Stated goal:
Please reproduce the listing from the line containing "Could you kindly annotate the truck cab" through its final line, inclusive, keeping the requests as they are. Shift every point coordinate in the answers by adding 23.
■ ■ ■ ■ ■
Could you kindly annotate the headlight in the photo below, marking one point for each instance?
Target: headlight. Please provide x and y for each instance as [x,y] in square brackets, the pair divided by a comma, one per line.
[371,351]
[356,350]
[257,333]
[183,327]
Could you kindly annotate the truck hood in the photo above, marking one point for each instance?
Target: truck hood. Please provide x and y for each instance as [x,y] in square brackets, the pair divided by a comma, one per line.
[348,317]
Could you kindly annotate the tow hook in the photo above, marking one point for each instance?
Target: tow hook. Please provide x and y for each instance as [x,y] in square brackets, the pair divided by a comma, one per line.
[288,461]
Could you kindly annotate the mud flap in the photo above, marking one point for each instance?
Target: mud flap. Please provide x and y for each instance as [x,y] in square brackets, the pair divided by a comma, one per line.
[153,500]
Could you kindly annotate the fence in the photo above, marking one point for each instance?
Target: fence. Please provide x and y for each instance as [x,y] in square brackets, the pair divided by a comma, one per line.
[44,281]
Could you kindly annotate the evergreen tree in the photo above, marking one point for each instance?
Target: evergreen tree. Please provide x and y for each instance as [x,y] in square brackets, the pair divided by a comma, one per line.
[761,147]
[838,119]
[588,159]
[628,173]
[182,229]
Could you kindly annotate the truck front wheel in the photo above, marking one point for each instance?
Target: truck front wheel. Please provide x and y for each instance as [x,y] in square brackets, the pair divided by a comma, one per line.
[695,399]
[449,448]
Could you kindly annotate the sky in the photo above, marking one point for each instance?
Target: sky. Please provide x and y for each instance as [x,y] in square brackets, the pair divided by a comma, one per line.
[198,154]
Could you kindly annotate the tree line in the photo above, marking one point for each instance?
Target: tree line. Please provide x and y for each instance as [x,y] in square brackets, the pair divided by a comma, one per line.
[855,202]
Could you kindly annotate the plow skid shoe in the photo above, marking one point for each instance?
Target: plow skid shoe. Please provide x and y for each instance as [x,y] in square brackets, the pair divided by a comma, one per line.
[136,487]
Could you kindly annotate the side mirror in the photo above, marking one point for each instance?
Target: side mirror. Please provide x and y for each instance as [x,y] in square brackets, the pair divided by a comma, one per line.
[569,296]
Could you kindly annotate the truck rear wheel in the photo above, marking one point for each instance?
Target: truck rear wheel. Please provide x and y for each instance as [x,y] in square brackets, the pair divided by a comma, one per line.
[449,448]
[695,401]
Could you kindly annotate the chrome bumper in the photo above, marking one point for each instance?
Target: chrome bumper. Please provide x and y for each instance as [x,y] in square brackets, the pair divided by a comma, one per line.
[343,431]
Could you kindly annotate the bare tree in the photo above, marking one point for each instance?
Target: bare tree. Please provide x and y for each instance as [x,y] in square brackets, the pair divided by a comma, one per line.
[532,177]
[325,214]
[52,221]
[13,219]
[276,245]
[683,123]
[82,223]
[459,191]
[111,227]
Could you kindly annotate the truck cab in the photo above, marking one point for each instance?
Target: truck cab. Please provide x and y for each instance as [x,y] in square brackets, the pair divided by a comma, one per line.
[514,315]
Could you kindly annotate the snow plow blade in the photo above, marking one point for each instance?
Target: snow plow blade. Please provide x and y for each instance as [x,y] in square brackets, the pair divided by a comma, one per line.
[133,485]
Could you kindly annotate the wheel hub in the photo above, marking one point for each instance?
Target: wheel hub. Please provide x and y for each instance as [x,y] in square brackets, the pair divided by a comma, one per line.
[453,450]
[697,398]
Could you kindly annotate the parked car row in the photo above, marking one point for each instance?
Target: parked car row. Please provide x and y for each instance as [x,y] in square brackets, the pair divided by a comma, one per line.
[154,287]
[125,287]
■ ■ ■ ■ ■
Response:
Could you kindly annotate the truck cab in the photo above, marking one point for each instance?
Target: truck cab. Please provide x and y for each instance as [x,y] in square brackets, the pair divided by a comma, one per line.
[537,338]
Could you kindly annotate the snow plow blade in the photo above, marking one point for each instance?
Target: snow plow blade. Please provide x and y for each instance as [x,y] in square brackets, the pair divided by a comma, one per line.
[156,508]
Could you kindly annotate the wheel hub in the photo above, marking one point for each instance?
Target: wheel hub. Please provide x and y for each instance as [x,y] in square brackets, the pair divided by a comma, one per line.
[476,473]
[720,421]
Could you kindly annotate the parked car row in the photo above, marking one point for each instance?
Target: parked car row. Please provide x and y for each instance as [x,y] in square brackets, the pair divided by a comma, one per line.
[177,310]
[148,310]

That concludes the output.